[Records from a data collection]
=-=-=
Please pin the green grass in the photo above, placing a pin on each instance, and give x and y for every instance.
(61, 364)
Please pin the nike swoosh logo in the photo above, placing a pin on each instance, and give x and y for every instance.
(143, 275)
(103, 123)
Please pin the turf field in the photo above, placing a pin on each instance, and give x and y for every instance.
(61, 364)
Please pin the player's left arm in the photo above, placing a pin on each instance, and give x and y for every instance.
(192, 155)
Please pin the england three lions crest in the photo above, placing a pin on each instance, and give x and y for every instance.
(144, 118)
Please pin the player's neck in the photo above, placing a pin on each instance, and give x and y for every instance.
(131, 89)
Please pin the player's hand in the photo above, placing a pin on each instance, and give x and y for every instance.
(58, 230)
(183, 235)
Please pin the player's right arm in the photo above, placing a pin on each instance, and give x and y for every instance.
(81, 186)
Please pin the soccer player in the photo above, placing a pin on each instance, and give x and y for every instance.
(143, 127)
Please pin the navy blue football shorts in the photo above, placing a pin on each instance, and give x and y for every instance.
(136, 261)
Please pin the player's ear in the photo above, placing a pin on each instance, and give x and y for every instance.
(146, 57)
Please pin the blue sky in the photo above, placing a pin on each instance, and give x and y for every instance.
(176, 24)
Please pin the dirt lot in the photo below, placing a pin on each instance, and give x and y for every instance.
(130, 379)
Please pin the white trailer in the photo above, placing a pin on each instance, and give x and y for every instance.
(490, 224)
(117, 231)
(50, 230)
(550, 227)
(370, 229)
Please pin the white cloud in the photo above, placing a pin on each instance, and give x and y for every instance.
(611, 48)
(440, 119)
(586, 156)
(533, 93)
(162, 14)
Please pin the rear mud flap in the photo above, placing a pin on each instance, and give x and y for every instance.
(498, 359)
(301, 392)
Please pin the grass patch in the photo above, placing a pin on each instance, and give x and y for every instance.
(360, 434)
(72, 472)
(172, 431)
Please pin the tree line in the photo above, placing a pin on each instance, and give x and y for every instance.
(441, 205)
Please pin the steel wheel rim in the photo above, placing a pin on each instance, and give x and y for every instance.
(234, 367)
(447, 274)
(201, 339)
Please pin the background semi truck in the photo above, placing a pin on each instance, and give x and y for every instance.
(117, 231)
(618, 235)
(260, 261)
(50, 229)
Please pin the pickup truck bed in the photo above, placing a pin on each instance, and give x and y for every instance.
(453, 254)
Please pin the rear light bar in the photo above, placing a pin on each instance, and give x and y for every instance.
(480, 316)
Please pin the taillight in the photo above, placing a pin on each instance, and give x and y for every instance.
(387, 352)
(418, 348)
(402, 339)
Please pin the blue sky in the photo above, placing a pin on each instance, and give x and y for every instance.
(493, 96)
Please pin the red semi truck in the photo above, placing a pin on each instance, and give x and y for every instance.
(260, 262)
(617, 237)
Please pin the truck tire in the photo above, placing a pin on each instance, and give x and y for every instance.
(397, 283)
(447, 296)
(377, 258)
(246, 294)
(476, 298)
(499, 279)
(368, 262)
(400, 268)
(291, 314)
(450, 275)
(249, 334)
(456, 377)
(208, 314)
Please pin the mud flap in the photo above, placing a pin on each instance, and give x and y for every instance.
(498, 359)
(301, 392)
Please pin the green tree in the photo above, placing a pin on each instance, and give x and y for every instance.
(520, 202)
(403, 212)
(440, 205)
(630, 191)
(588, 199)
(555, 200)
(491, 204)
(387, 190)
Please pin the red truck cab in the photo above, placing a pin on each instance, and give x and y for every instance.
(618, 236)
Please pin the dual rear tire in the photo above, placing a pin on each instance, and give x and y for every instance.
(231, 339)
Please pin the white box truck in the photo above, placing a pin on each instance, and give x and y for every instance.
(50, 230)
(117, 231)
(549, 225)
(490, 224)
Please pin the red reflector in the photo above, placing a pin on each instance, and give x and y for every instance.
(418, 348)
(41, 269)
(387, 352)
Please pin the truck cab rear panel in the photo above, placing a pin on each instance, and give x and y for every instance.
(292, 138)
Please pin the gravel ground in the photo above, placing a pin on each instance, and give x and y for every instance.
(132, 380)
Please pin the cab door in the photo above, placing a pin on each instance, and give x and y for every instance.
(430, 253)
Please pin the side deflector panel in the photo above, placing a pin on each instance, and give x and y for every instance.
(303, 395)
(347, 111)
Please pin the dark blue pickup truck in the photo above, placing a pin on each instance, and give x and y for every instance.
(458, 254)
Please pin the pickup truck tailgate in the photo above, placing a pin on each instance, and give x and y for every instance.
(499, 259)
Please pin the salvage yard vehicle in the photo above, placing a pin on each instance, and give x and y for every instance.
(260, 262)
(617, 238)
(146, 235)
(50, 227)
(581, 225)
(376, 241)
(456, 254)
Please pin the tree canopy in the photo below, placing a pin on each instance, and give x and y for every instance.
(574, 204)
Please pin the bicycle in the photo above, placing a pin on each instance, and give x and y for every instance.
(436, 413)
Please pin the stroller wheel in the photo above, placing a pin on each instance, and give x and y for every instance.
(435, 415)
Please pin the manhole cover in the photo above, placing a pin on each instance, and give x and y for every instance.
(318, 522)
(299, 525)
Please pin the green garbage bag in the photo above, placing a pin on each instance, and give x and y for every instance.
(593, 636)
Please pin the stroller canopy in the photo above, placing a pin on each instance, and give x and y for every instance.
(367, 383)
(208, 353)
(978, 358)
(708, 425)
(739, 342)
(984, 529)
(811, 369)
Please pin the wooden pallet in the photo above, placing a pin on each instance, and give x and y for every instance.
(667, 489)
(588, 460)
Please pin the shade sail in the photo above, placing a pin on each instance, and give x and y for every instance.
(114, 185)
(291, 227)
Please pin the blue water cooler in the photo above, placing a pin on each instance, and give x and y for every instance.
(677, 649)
=-=-=
** TASK DETAILS **
Could you print exactly the lines from the one containing "Please pin the salvage" through the last line of the records above?

** RESPONSE AREA **
Please pin the salvage yard vehicle in the photo above, placing a pin on each instance, and give x and y for every instance.
(260, 262)
(617, 238)
(146, 235)
(50, 227)
(581, 225)
(376, 241)
(456, 254)
Please pin the tree canopy in the photo below, placing a pin on each instance, and give x and y for every instance.
(574, 204)
Please pin the bicycle in the photo above, placing a pin on each instance, and give x and y for every instance.
(436, 413)
Please pin the stroller wheel in the photo above, placing a pin on each instance, and give x and y for every instance.
(435, 415)
Please pin the manhole cover in the photo above, placing a pin on each instance, and give x and y for every instance.
(318, 522)
(299, 525)
Please pin the green garbage bag in the photo above, placing a pin on each instance, and give x and y for every instance.
(593, 636)
Please pin the stroller canopy in the photo above, placing a pin on each instance, and give x and y for every instance.
(367, 383)
(208, 353)
(978, 358)
(708, 425)
(739, 342)
(984, 529)
(811, 369)
Please pin the wooden pallet in the photo above, placing a pin on each instance, and give x and y for every instance.
(667, 489)
(588, 460)
Please pin the shade sail in the photo above, placing a pin on each instance, and give x and y for every instance.
(114, 185)
(291, 227)
Please pin the blue water cooler in the photo above, placing a pin on each instance, and give x and y for every instance.
(677, 649)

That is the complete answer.